[Start of PROVIDED RECORDS]

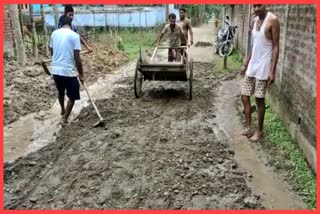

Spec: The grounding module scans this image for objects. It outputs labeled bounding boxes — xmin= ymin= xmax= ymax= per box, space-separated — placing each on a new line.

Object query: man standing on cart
xmin=157 ymin=13 xmax=187 ymax=62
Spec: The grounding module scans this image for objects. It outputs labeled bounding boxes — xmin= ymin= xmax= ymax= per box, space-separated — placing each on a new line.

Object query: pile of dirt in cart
xmin=4 ymin=43 xmax=128 ymax=125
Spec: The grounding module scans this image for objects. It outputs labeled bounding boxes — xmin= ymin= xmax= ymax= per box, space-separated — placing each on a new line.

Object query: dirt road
xmin=4 ymin=20 xmax=304 ymax=209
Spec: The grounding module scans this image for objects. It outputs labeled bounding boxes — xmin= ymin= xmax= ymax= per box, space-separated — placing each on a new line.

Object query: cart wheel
xmin=134 ymin=60 xmax=143 ymax=98
xmin=189 ymin=59 xmax=193 ymax=100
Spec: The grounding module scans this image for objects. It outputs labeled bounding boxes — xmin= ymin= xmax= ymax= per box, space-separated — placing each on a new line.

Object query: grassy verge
xmin=253 ymin=101 xmax=316 ymax=209
xmin=213 ymin=50 xmax=243 ymax=78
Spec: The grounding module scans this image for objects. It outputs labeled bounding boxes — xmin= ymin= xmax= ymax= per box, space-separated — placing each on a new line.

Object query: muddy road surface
xmin=4 ymin=21 xmax=304 ymax=209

[End of PROVIDED RECORDS]

PROBLEM REQUIREMENTS: Reproduce the rows above word for word, starting from the first of them and stopping after the line that contains "xmin=4 ymin=20 xmax=304 ymax=209". Leave the pictures out of your answer.

REPLY:
Spec: The grounding module scans this image for objects. It outputs labeled bounding boxes — xmin= ymin= xmax= ymax= per box, space-separated — placing each on a new line.

Object query: man standing on cart
xmin=157 ymin=13 xmax=187 ymax=62
Spec: The grounding module scans this image for objects. It outputs labeled bounding boxes — xmin= ymin= xmax= ymax= per box, space-separated — placing each on a new line.

Object query: pile of dirt in cart
xmin=4 ymin=43 xmax=128 ymax=125
Spec: The grounding module scans this image for objects. It outputs labeled bounding boxes — xmin= ymin= xmax= ymax= per box, space-separated — placing each on a new line.

Object query: dirt road
xmin=4 ymin=20 xmax=304 ymax=209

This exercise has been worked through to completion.